- EXERCISE DETAILS:
Could you extract the passage from the text on Mary Griffin, starting with "Mary’s great-great-grandson Nathan" and going on through "of grazing 400.", word for word?

- TEXT:
It has not been possible to trace a number of the Dingle girls, principally those who were baptised in the town, as the extant records are illegible from March 1828 to April 1833, a period when most of the girls concerned were baptised. At a future date, with newer technology, it may be possible to retrieve these important records.
Mary Griffin
Mary Griffin was born 16 March 1831 in the parish of Ballynabuck in Ballyferriter, Dingle to John Griffin and Mary Sullivan. There were at least five more children recorded in the Baptismal registers:
1. John Griffin – Baptised 3 march 1829
2. Mary Griffin – Baptised 16 march 1831
3. Maurice Griffin – Baptised 31 March 1834
4. ? Griffin – Baptised 11 September 1836
5. Johanna Griffin – Baptised 14 September 1839
6. Catherine Griffin – Baptised 13 April 1843
She was one of twenty girls selected from Dingle Workhouse to travel to Australia on the Earl Grey Scheme. On arrival, her records tell us that ‘her mother was living near Dingle’, and that she ‘cannot read or write’. To be fair to Mary, Irish would have been her first and perhaps only language and it may be that she could not read or write English. Her age is correctly given as 19.
We would presume that her father was dead by autumn 1849, when she was selected. There is no evidence now available that her siblings were alive then, perhaps also in the workhouse, or that they had died from hunger or from one of the many fevers and diseases that swept through the population.
Mary was one of the lucky girls; she was taken by Surgeon Charles Strutt with 108 others on a journey into the interior of New South Wales where Strutt carefully vetted all the applicants for servants. If he felt that they would not get a good home and be treated properly, he had no compunction if refusing employers or indeed removing the girls to better employers.
Mary’s great-great-grandson Nathan Brown tells us:
Mary Griffin was employed by landowner William Grogan of Sawyer’s Flats, near Yass (West of the Burrowa river; east of Sawyer’s Creek; south of Hassall’s Creek; north of the colony’s boundary line) for one year on £8. The land was roughly 9,700 acres and was estimated to have the capability of grazing 400.
Less than one year later, Mary married William Dixon [Dickson, Dixson] (also of Sawyer’s Flats) on the 2nd March, 1851 at St. Augustine’s Roman Catholic Church, Yass.
Mary Griffin and William Dixon had two children, Ellen Dixon who was born about 1852 in Yass and died on 4th May in Rye Park, New South Wales. She married David Percival in 1872 at Binalong, New South Wales. David was unusually for the times, a native Australian, born in Sydney in 1845, the son of William Ambrose Percival and Anne Semple. David died at his home in Campbell St., on 24 December 1933 having been stricken down two weeks earlier by a paralytic stroke. He was buried on Christmas Day. Ellen Dixon and David Percival had fourteen children.
While all the ‘orphans’ experienced loneliness, those who settled in the areas around Yass were probably the most fortunate. A number of Mary’s shipmates from the
Thomas Arbuthnot
were settled there, including a number of the Dingle girls. The main route from Sydney to Melbourne passed through the town, so it was an important place of commerce and was the centre of widespread Catholic and Anglican parishes. Yass was the place where the families from the outlying areas got together for the big events in life – baptisms, marriages and funerals in the local churches. The settlers in the outlying bush districts also came to Yass a couple of times a year for their supplies.

- Dataset excerpts:

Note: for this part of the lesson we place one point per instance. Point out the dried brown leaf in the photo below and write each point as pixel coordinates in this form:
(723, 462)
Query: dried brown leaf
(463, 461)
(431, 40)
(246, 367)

- ANSWER:
Mary’s great-great-grandson Nathan Brown tells us:
Mary Griffin was employed by landowner William Grogan of Sawyer’s Flats, near Yass (West of the Burrowa river; east of Sawyer’s Creek; south of Hassall’s Creek; north of the colony’s boundary line) for one year on £8. The land was roughly 9,700 acres and was estimated to have the capability of grazing 400.